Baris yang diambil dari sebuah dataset
============
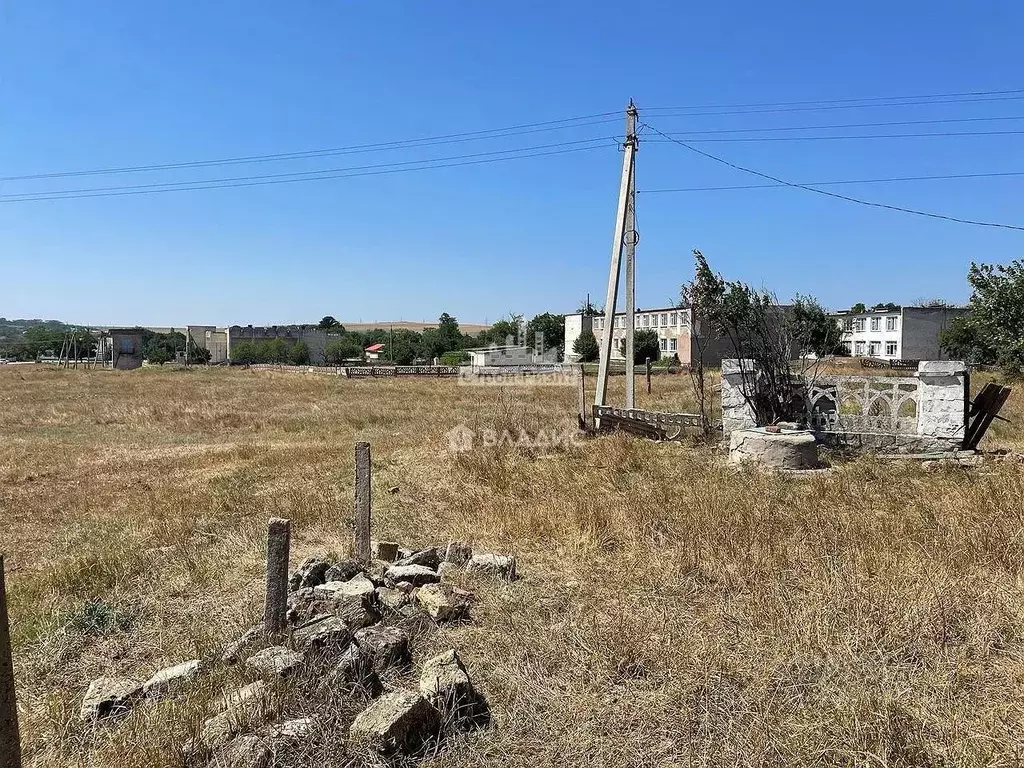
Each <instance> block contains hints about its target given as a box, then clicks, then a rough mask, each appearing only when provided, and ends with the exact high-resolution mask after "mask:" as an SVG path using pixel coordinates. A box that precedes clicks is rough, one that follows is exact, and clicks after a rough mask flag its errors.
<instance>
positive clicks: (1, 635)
mask: <svg viewBox="0 0 1024 768" xmlns="http://www.w3.org/2000/svg"><path fill="white" fill-rule="evenodd" d="M0 765H2V766H4V768H22V739H20V737H19V736H18V732H17V698H16V696H15V695H14V665H13V660H12V658H11V654H10V626H9V624H8V623H7V588H6V585H5V584H4V578H3V555H0Z"/></svg>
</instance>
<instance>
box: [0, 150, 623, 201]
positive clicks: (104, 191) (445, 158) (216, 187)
mask: <svg viewBox="0 0 1024 768" xmlns="http://www.w3.org/2000/svg"><path fill="white" fill-rule="evenodd" d="M586 140H587V141H590V142H591V143H590V144H589V145H584V146H570V147H568V148H558V150H552V151H550V152H532V153H528V154H519V155H505V156H504V157H489V158H484V159H476V160H464V161H461V162H441V161H449V160H456V159H458V158H474V157H479V156H478V155H470V156H455V157H453V158H437V159H435V160H424V161H409V162H407V163H400V164H396V163H390V164H380V165H375V166H355V167H352V168H337V169H331V172H328V171H311V172H308V173H306V174H269V175H266V176H249V177H246V176H242V177H234V178H224V179H207V180H204V181H178V182H168V183H166V184H137V185H130V186H111V187H93V188H84V189H60V190H54V191H48V193H26V194H24V195H9V196H2V197H0V203H28V202H36V201H50V200H80V199H83V198H110V197H124V196H133V195H152V194H156V193H167V191H194V190H199V189H224V188H236V187H243V186H264V185H267V184H287V183H296V182H304V181H319V180H327V179H338V178H351V177H356V176H381V175H387V174H392V173H407V172H410V171H427V170H436V169H440V168H458V167H462V166H471V165H486V164H489V163H500V162H504V161H509V160H523V159H526V158H540V157H550V156H553V155H566V154H569V153H575V152H587V151H590V150H600V148H603V147H605V146H607V145H608V144H607V143H605V142H606V141H607V139H605V138H598V139H586ZM566 143H569V144H572V143H579V142H562V143H561V144H550V145H549V146H564V145H565V144H566ZM525 148H540V147H525ZM506 152H509V151H506ZM516 152H520V153H522V152H523V150H519V151H516ZM495 154H498V153H482V155H495ZM412 163H419V164H420V165H419V166H417V167H395V166H410V165H411V164H412ZM282 176H285V178H282Z"/></svg>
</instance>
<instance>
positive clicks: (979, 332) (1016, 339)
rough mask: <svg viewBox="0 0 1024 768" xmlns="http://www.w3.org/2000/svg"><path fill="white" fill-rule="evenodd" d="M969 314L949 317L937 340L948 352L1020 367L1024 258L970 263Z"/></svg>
============
Rincian Tugas: Sajikan seluruh baris di atas sebagai daftar bernomor tanpa baris kosong. Gambar tidak perlu dimasukkan ke dalam jawaban.

Hasil Tugas:
1. Each <instance> block contains hints about its target given as a box, then clicks, then a rough mask, each appearing only when provided, and ends with the exact high-resolution mask after "mask:" as an SVG path using pixel coordinates. A box that precedes clicks is rough, one that follows is exact, and clicks after a rough mask flag its errors.
2. <instance>
3. positive clicks: (1, 635)
4. mask: <svg viewBox="0 0 1024 768" xmlns="http://www.w3.org/2000/svg"><path fill="white" fill-rule="evenodd" d="M0 765H2V766H4V768H22V739H20V737H19V736H18V732H17V698H16V696H15V695H14V665H13V660H12V658H11V654H10V626H9V624H8V623H7V588H6V585H5V584H4V578H3V555H0Z"/></svg>
5. </instance>
6. <instance>
7. box: [0, 150, 623, 201]
8. positive clicks: (104, 191) (445, 158) (216, 187)
9. mask: <svg viewBox="0 0 1024 768" xmlns="http://www.w3.org/2000/svg"><path fill="white" fill-rule="evenodd" d="M586 140H587V141H590V142H591V143H590V144H589V145H584V146H570V147H568V148H558V150H552V151H550V152H532V153H528V154H519V155H505V156H504V157H489V158H484V159H476V160H464V161H461V162H441V161H449V160H456V159H458V158H474V157H479V156H478V155H470V156H455V157H453V158H437V159H435V160H424V161H409V162H407V163H400V164H396V163H390V164H380V165H375V166H355V167H352V168H337V169H331V172H328V171H311V172H308V173H306V174H269V175H266V176H249V177H246V176H242V177H234V178H224V179H207V180H204V181H178V182H168V183H166V184H137V185H130V186H111V187H93V188H84V189H60V190H54V191H48V193H26V194H24V195H9V196H2V197H0V203H28V202H36V201H50V200H80V199H83V198H110V197H124V196H133V195H152V194H156V193H167V191H194V190H199V189H224V188H236V187H243V186H264V185H267V184H287V183H296V182H304V181H319V180H327V179H338V178H351V177H356V176H381V175H387V174H392V173H407V172H410V171H427V170H436V169H440V168H458V167H462V166H471V165H486V164H489V163H500V162H504V161H509V160H523V159H526V158H540V157H550V156H553V155H566V154H569V153H575V152H587V151H590V150H600V148H603V147H605V146H607V145H608V144H607V143H605V142H606V141H607V139H605V138H598V139H586ZM566 143H569V144H572V143H579V142H562V143H561V144H550V145H549V146H564V145H565V144H566ZM525 148H540V147H525ZM506 152H509V151H506ZM516 152H520V153H522V152H523V150H519V151H516ZM495 154H498V153H482V155H495ZM412 163H419V164H420V165H419V166H417V167H395V166H410V165H411V164H412ZM282 176H285V178H282Z"/></svg>
10. </instance>
11. <instance>
12. positive clicks: (979, 332) (1016, 339)
13. rough mask: <svg viewBox="0 0 1024 768" xmlns="http://www.w3.org/2000/svg"><path fill="white" fill-rule="evenodd" d="M969 314L949 317L937 340L948 352L1020 367L1024 258L970 263Z"/></svg>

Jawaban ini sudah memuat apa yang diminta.